**DATA TO EXAMINE**
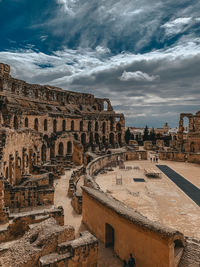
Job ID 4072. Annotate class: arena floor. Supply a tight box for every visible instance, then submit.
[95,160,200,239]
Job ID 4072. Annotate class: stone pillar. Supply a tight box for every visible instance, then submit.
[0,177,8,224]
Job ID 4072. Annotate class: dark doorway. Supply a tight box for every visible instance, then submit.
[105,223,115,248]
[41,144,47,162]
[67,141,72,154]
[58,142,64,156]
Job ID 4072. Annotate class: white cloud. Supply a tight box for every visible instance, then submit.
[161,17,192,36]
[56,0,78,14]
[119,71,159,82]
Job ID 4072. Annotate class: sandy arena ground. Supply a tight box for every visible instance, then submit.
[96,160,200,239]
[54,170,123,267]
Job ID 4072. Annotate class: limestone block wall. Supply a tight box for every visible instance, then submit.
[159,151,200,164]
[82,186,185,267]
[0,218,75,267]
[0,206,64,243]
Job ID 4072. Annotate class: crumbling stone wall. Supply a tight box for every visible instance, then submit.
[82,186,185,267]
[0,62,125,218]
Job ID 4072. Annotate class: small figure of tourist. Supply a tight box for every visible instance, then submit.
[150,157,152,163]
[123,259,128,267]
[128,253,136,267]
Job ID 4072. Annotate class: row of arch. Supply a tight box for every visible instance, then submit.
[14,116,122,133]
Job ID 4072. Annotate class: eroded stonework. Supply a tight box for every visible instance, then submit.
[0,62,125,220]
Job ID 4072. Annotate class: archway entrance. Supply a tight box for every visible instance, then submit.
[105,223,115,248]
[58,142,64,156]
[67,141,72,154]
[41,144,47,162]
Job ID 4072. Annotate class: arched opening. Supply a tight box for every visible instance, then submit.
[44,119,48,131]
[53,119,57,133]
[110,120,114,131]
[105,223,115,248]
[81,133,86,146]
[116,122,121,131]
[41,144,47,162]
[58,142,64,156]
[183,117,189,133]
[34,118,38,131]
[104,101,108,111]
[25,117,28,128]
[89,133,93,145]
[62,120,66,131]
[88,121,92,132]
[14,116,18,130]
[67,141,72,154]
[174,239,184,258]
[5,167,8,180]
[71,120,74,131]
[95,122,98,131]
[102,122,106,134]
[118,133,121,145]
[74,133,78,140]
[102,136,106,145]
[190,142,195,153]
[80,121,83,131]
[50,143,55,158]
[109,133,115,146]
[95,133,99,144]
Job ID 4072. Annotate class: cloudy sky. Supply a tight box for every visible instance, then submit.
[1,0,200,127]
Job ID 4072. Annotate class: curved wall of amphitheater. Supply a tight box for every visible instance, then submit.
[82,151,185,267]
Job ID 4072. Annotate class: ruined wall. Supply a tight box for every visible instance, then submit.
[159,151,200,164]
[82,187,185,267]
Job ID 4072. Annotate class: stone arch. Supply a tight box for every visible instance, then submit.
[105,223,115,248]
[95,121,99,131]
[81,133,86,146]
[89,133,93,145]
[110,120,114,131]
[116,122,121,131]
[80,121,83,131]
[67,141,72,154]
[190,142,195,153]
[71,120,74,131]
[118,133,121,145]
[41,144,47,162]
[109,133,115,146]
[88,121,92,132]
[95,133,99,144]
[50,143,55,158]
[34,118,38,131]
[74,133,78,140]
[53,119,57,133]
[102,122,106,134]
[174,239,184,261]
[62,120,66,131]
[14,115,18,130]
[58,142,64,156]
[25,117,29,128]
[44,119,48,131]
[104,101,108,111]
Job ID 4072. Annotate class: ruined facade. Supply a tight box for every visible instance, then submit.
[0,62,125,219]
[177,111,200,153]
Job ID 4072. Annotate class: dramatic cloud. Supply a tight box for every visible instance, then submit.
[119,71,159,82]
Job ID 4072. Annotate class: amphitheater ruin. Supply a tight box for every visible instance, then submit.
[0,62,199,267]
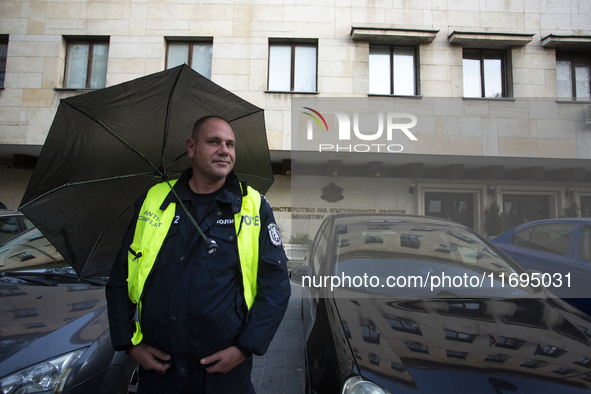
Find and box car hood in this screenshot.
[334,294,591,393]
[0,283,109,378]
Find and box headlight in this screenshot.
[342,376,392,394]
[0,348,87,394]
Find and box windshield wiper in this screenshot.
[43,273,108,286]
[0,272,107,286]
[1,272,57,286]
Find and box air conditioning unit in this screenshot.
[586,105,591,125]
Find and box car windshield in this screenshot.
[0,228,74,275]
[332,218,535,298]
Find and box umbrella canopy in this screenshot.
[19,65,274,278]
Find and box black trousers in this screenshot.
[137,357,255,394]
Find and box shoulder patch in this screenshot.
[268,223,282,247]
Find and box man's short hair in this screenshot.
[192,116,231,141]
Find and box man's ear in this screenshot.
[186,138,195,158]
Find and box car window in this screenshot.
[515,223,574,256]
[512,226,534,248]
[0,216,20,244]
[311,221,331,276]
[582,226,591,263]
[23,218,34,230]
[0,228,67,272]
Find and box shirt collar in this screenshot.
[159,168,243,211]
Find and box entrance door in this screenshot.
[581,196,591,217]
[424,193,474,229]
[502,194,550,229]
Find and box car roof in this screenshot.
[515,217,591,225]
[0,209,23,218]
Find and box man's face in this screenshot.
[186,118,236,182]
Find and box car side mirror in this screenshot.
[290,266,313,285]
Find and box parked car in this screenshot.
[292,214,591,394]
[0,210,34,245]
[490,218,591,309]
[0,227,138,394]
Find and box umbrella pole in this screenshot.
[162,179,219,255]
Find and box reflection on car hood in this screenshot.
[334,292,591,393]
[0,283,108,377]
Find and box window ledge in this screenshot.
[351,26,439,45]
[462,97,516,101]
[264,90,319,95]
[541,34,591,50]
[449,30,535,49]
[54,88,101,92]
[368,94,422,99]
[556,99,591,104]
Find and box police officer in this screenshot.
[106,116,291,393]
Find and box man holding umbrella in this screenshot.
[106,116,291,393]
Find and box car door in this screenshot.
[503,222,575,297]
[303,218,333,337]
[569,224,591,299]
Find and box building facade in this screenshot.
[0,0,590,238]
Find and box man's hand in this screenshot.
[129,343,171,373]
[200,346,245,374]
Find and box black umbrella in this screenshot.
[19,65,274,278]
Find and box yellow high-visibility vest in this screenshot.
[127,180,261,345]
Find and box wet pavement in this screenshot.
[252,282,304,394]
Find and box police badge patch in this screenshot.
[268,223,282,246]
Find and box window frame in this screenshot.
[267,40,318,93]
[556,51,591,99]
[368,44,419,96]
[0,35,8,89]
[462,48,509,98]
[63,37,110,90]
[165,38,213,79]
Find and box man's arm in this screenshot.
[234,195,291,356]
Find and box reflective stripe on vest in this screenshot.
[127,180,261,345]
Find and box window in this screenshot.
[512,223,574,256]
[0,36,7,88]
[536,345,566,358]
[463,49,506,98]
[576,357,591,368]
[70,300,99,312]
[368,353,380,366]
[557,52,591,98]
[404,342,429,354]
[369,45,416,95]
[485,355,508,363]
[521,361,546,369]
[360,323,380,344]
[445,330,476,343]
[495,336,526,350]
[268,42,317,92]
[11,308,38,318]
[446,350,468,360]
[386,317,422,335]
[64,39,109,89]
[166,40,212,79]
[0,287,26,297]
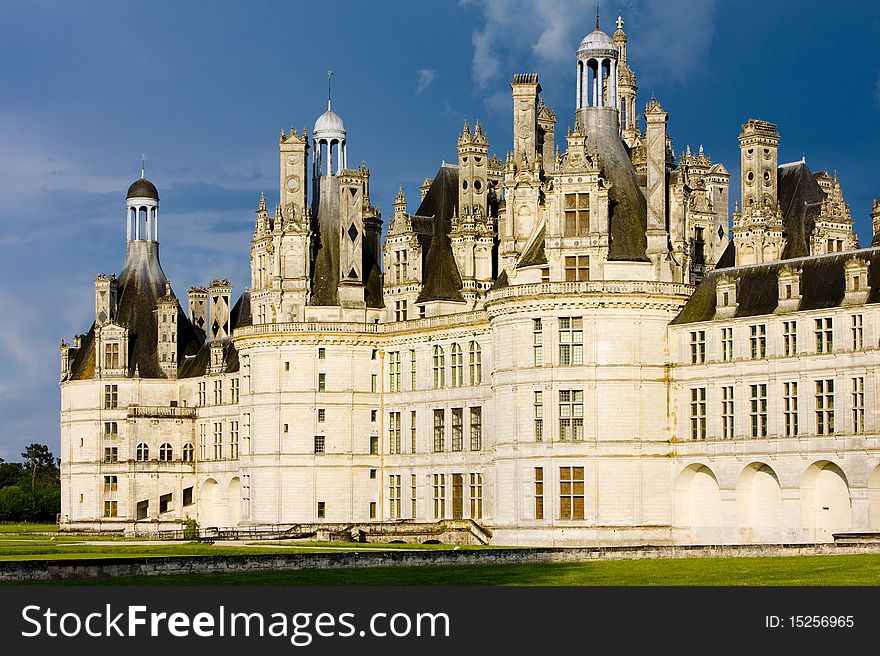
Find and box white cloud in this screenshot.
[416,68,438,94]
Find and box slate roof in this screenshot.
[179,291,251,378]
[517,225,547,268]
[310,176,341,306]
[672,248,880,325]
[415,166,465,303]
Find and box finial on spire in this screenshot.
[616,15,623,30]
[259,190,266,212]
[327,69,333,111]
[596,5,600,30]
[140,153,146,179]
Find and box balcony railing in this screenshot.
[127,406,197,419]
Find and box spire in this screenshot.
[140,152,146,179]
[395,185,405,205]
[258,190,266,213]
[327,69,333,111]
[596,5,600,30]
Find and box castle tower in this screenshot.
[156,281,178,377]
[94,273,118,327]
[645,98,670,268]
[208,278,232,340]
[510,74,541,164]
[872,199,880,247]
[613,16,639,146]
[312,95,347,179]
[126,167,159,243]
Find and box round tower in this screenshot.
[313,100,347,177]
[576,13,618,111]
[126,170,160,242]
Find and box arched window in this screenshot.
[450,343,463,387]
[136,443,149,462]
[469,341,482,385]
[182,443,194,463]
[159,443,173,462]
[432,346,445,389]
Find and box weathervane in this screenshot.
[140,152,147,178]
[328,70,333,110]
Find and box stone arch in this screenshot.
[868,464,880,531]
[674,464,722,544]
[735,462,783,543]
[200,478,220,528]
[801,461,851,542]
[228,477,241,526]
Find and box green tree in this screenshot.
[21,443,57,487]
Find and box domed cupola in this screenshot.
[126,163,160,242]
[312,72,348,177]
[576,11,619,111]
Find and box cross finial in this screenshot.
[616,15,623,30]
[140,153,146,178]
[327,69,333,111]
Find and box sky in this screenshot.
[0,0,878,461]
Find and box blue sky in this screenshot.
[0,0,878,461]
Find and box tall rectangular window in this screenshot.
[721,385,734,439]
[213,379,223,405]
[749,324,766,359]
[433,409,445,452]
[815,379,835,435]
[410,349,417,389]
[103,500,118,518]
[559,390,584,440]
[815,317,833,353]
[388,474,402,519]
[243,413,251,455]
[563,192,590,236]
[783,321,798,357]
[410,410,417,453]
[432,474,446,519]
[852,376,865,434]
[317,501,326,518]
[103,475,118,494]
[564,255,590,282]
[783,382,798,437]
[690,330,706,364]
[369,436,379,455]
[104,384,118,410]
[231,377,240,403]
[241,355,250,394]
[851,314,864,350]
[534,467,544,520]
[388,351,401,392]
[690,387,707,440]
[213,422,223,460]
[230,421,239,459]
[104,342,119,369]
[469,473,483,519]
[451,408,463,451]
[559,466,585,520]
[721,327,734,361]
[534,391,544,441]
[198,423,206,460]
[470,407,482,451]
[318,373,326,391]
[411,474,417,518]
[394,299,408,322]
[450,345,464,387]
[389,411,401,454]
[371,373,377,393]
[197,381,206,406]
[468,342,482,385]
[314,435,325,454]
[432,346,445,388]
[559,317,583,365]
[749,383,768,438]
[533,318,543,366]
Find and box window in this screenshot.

**TASK ITEM**
Only the lines from the one containing "Find and box blue sky in this screenshot." through the last line above belong in your answer. Retype them exactly.

**SOLUTION TO THIS PROBLEM**
Find and box blue sky in this screenshot.
[0,0,878,461]
Find and box tall rectangular window in this screenshot.
[721,385,734,439]
[213,379,223,405]
[749,324,766,359]
[433,409,445,452]
[815,379,835,435]
[410,349,417,389]
[103,500,118,518]
[559,390,584,440]
[815,317,833,353]
[388,474,402,519]
[243,413,251,455]
[563,192,590,236]
[783,321,798,357]
[410,410,417,453]
[432,474,446,519]
[852,376,865,434]
[317,501,326,518]
[103,475,118,494]
[564,255,590,282]
[783,382,798,437]
[690,330,706,364]
[369,436,379,455]
[104,384,118,410]
[231,377,240,403]
[241,355,250,394]
[851,314,864,350]
[534,467,544,520]
[388,351,401,392]
[690,387,707,440]
[213,422,223,460]
[230,421,239,459]
[104,342,119,369]
[469,473,483,519]
[451,408,463,451]
[559,466,585,520]
[721,327,734,361]
[534,391,544,441]
[198,423,206,460]
[470,407,482,451]
[318,373,326,391]
[411,474,417,518]
[394,299,408,322]
[450,345,464,387]
[389,411,401,454]
[371,373,377,393]
[197,381,206,406]
[468,342,482,385]
[314,435,325,454]
[432,346,445,388]
[559,317,583,365]
[749,383,768,438]
[533,318,543,366]
Find and box window in this screenshot.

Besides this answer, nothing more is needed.